**Exercise text**
Throughout their journey, Thomas has been pondering on voices of concern about the ship's remaining supply of Tomahawk missiles. One day, before he intends to order them dismantled, Nathan James sets out for a routine maintenance drill. With the ship beyond the horizon, Thomas suddenly discovers that his missile firing key is missing. As he tries to radio the ship, someone suddenly fires the Tomahawks, seemingly to dispose of them. One of the missiles accidentally detonates while in flight, triggering a chain reaction among all of the other missiles, contaminating the area.

Thomas, his remaining crew, and the Soviet crew immediately embark aboard the Pushkin to escape, but are forced to leave a contingent of crew on fishing duty behind. They try to find Nathan James, but discover only small pieces of wreckage, indicating that it was destroyed during the accidental detonation. Soon after leaving the area, the submarine captain has a private talk with Thomas, and the two officers shrewdly agree that they have no further use for the remaining missiles, and the freed space in the silos will serve better as living space. The captain has them jettisoned, hoping that they were the last of their kind.

The Pushkin eventually reaches Antarctica, which is uncontaminated and teeming with local wildlife. They arrive at McMurdo Station, which is abandoned, but contains twelve years' worth of food and supplies. It is decided that the entire crew, now united with American and Russian members, will use McMurdo Station as a home base, and conduct long and thorough explorations of the world during the winter, returning to base during the summer when the ice breaks.

Shortly before setting out to sea, Thomas finds himself troubled. With everyone who could have taken control of the missiles having perished, he has no way to be certain of what went wrong, or even know the sequence of events that led to Nathan James’ final moments. Agonized, he makes his first confession to the Jesuit, who absolves him, and then tells him that the quarters built onboard the submarine will need a nursery, because three women are now expecting children.

**Data listing**
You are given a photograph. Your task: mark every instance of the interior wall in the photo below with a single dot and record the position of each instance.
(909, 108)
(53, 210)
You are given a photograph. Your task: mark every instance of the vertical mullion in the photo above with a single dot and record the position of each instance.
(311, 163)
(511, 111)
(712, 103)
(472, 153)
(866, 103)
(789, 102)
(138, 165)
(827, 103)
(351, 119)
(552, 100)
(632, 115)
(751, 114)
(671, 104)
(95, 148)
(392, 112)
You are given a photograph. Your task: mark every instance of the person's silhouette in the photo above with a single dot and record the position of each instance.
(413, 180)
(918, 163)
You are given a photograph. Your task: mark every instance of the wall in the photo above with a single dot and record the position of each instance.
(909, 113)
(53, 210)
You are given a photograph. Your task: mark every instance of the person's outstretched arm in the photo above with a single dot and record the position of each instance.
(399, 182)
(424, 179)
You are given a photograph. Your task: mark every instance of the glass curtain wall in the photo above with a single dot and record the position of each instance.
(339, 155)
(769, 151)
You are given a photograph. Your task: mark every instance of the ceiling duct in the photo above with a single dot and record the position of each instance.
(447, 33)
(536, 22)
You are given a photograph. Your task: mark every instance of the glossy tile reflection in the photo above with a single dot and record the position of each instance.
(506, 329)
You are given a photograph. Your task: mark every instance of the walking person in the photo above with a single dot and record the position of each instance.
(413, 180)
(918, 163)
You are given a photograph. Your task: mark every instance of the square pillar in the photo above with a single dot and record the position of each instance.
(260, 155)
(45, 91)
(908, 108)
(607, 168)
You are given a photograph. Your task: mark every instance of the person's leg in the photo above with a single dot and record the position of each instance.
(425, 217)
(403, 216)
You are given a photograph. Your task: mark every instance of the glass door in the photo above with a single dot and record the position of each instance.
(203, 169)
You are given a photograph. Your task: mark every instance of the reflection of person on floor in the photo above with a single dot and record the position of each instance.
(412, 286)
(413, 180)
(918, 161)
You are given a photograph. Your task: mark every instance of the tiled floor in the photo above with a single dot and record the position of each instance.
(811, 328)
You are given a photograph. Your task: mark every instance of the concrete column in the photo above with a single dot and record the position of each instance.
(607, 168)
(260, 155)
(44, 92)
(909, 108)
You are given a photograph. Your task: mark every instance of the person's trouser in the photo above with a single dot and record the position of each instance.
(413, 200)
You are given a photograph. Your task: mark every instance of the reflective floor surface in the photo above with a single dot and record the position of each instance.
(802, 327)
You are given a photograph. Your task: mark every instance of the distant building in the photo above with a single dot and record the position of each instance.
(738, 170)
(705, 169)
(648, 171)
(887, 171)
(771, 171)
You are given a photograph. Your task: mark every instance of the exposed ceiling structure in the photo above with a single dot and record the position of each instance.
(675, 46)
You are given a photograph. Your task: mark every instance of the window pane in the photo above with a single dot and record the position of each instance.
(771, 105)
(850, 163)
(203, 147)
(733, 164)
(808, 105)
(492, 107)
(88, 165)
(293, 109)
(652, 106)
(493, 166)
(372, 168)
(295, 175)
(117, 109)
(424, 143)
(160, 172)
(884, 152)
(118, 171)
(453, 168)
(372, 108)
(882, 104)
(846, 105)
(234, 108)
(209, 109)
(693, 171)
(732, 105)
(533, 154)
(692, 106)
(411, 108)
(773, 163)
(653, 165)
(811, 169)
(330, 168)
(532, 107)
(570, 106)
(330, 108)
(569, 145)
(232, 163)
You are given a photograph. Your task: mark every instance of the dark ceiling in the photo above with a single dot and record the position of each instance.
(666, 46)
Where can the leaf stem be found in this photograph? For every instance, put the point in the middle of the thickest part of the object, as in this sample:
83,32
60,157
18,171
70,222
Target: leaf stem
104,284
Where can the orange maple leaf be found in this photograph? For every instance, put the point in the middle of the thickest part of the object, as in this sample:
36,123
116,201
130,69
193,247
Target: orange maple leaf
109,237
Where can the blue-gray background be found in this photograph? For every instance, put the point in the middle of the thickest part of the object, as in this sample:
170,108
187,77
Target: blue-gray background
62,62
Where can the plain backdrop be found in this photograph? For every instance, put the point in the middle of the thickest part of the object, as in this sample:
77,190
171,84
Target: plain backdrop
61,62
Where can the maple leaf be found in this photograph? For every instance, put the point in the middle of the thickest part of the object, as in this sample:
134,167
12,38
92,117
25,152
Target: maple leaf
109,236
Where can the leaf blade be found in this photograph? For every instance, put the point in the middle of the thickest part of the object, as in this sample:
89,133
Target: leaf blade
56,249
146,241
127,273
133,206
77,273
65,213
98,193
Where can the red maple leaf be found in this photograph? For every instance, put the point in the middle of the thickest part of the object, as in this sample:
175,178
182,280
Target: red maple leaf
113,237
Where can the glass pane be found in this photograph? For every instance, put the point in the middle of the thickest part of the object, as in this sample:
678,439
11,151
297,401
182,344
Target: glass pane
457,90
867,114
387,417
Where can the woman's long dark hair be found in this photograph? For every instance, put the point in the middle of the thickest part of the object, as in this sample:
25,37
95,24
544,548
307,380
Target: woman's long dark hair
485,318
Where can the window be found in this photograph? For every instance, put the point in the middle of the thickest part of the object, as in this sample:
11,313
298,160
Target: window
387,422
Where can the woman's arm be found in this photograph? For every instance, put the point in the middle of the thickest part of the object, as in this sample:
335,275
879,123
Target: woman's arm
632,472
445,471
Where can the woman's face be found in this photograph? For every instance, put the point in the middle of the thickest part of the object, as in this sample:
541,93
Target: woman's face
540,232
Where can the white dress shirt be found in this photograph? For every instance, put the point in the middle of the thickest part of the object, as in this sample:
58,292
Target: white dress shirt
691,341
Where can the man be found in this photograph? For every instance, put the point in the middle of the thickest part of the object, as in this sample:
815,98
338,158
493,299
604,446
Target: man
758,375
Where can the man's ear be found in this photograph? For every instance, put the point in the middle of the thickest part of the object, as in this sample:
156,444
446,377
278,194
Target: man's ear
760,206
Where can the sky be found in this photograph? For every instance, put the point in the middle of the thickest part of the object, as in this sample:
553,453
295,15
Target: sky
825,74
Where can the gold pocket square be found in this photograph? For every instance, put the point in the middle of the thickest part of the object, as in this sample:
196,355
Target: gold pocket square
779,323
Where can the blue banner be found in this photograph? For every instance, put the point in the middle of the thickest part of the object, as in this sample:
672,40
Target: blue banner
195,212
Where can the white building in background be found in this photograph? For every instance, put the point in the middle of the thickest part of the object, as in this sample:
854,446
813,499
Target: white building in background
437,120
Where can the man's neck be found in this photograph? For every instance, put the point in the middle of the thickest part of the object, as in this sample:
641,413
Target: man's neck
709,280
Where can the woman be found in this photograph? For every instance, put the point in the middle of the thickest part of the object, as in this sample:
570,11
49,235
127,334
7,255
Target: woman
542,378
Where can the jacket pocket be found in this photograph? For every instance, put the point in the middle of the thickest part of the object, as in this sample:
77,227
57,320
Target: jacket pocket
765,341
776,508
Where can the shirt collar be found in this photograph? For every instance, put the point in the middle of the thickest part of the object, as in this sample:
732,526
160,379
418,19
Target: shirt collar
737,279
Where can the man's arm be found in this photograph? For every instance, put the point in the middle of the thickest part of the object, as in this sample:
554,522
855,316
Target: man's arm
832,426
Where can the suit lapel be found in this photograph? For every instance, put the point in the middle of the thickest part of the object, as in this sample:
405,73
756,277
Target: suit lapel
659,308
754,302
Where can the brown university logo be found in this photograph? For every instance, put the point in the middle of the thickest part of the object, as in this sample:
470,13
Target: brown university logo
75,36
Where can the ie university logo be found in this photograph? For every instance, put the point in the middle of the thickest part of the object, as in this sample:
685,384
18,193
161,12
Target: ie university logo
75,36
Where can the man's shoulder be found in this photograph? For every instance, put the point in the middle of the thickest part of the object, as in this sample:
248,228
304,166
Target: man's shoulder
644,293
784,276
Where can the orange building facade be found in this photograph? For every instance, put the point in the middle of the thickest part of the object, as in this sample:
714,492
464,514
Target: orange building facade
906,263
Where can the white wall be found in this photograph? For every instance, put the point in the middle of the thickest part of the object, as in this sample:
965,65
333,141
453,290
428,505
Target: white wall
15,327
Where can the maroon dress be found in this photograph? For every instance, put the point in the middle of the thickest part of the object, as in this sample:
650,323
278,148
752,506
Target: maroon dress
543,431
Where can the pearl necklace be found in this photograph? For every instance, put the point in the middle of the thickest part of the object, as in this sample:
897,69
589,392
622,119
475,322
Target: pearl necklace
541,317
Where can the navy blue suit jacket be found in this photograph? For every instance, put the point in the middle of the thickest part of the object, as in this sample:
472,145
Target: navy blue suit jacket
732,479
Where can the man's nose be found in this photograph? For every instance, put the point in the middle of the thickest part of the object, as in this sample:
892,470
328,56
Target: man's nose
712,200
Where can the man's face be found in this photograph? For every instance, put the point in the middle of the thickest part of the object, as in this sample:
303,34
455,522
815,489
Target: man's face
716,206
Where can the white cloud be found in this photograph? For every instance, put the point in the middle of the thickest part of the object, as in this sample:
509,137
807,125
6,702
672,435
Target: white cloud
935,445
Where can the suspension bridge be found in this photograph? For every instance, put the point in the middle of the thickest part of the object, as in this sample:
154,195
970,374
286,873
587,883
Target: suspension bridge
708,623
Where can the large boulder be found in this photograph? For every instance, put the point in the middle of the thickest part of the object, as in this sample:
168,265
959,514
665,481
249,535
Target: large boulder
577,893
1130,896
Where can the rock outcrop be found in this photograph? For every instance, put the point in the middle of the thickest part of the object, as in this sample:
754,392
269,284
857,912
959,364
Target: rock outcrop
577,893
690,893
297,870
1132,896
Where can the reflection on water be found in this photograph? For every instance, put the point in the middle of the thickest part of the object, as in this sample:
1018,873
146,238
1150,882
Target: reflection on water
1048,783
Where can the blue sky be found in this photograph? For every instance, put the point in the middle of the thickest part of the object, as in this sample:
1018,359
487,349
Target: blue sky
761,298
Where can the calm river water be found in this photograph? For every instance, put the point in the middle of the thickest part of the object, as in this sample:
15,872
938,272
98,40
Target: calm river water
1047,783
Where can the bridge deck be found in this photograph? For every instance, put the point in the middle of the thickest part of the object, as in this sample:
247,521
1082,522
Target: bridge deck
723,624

**What the task asks**
Summarize the text about the Nathan James in exactly three sentences. The records have nothing to do with the text.

**Answer for the task**
With the Nathan James beyond the horizon and Thomas's firing key missing, someone fires the ship's Tomahawks, and one detonates in flight, setting off a chain reaction that contaminates the area and apparently destroys the ship. Thomas, his remaining crew, and the Soviet crew escape aboard the Pushkin, and Thomas and the submarine captain agree to jettison the remaining missiles so the silos can serve as living space. At the abandoned but well-stocked McMurdo Station in Antarctica, the combined crew sets up a home base, and a troubled Thomas confesses to the Jesuit, who absolves him and tells him that three women are expecting children.